Requirement ▸ Retype every entry in its entirety, without alteration.

══ Data records ══

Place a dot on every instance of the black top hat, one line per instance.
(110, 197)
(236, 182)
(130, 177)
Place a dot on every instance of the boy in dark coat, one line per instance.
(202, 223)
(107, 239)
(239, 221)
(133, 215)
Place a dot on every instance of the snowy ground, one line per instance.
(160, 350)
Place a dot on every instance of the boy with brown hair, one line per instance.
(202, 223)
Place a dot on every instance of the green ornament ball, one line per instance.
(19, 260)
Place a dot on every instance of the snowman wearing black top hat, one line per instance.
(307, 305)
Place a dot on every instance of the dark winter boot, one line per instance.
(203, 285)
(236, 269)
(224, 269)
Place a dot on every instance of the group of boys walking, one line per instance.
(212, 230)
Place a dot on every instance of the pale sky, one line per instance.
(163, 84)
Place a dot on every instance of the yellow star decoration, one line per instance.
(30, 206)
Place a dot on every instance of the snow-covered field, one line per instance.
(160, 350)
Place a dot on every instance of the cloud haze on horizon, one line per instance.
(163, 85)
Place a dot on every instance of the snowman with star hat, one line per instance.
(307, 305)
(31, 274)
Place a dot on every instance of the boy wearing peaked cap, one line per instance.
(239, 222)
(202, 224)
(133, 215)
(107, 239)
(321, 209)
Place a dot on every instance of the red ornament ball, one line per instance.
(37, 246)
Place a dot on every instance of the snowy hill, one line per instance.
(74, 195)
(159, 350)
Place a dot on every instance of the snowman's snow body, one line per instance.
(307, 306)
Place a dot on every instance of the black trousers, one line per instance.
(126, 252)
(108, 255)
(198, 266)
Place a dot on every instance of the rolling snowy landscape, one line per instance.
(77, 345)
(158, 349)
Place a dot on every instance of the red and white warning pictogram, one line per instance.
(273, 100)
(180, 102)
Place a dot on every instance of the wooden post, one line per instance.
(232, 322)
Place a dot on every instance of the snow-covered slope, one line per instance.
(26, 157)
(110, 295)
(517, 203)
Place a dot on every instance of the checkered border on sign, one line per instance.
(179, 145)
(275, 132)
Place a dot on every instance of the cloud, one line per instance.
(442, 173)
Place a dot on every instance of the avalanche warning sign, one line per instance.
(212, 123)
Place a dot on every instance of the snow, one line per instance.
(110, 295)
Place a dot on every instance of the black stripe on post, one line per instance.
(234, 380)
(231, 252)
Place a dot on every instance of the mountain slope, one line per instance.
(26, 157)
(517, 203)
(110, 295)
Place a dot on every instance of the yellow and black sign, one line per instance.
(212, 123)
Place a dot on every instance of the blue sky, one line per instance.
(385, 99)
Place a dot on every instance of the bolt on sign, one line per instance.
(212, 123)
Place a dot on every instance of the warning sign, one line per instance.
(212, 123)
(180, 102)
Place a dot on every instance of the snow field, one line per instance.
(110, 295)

═══

Exercise result ▸
Place a dot on every instance of the black top hat, one line per instance.
(110, 197)
(236, 182)
(130, 177)
Place a dot on every instance of the boy in dark coat, one line per instance.
(202, 223)
(107, 239)
(239, 221)
(133, 215)
Place a dot on every instance of the snowy ground, one line per instance.
(160, 350)
Place a dot on every instance of the boy with brown hair, one line per instance.
(202, 223)
Place a dot on every instance of the green ornament ball, one line per instance.
(19, 260)
Place a dot on every instance of the snowman wearing black top hat, one line per instance.
(307, 305)
Place a dot on every instance of the dark winter boot, one line per instance.
(203, 285)
(236, 269)
(224, 269)
Place a dot on every instance of the group of boys walking, one line per instance.
(212, 230)
Place a dot on every instance of the pale sky, one line per instance.
(163, 84)
Place a dot on every instance of the yellow star decoration, one line per instance.
(30, 206)
Place a dot on every instance of the snow-covered field, one line per instance.
(160, 350)
Place a dot on every instance of the cloud haze on horizon, one line per instance.
(163, 85)
Place a dot on every instance of the snowman with star hat, one line per instance.
(307, 305)
(31, 274)
Place a dot on every instance of the boy wearing peaked cap, one line per instance.
(239, 222)
(202, 224)
(133, 215)
(107, 239)
(321, 209)
Place a dot on every instance of the red ornament ball, one line per instance.
(37, 246)
Place a dot on every instance of the snowy hill, one line per instance.
(74, 195)
(159, 350)
Place a dot on every instance of the snowman's snow body, one line per instance.
(307, 306)
Place a dot on every instance of the black trousers, one line per instance.
(126, 252)
(108, 255)
(198, 266)
Place a dot on every instance of the rolling snowy landscape, one line per instance.
(77, 345)
(158, 349)
Place a dot on every instance of the red and white warning pictogram, one line per instance.
(273, 100)
(180, 102)
Place a dot on every instance of the wooden post, one line per instance.
(232, 322)
Place a dot on every instance of the snow-covered slope, one line per instance.
(26, 157)
(110, 295)
(517, 203)
Place a dot on every instance of the checkered border on sign, one line per instance.
(179, 145)
(275, 132)
Place a dot on every instance of the cloud, one line per instance.
(442, 173)
Place a dot on every instance of the avalanche warning sign, one line per instance.
(212, 123)
Place a dot on every instance of the snow, one line per instance.
(110, 295)
Place a dot on every instance of the black stripe on post, one line per instance.
(234, 380)
(231, 252)
Place a dot on every instance of the mountain slope, one line per instance.
(26, 157)
(517, 203)
(110, 295)
Place a dot on every instance of the yellow and black sign, one line per instance.
(212, 123)
Place a dot on every instance of the blue sky, one line per instance.
(385, 99)
Place a dot on every instance of the bolt on sign, one line per instance.
(212, 123)
Place a dot on every instance of the warning sign, one line per instance.
(212, 123)
(180, 102)
Place a dot on every instance of the snow field, one line per instance.
(110, 295)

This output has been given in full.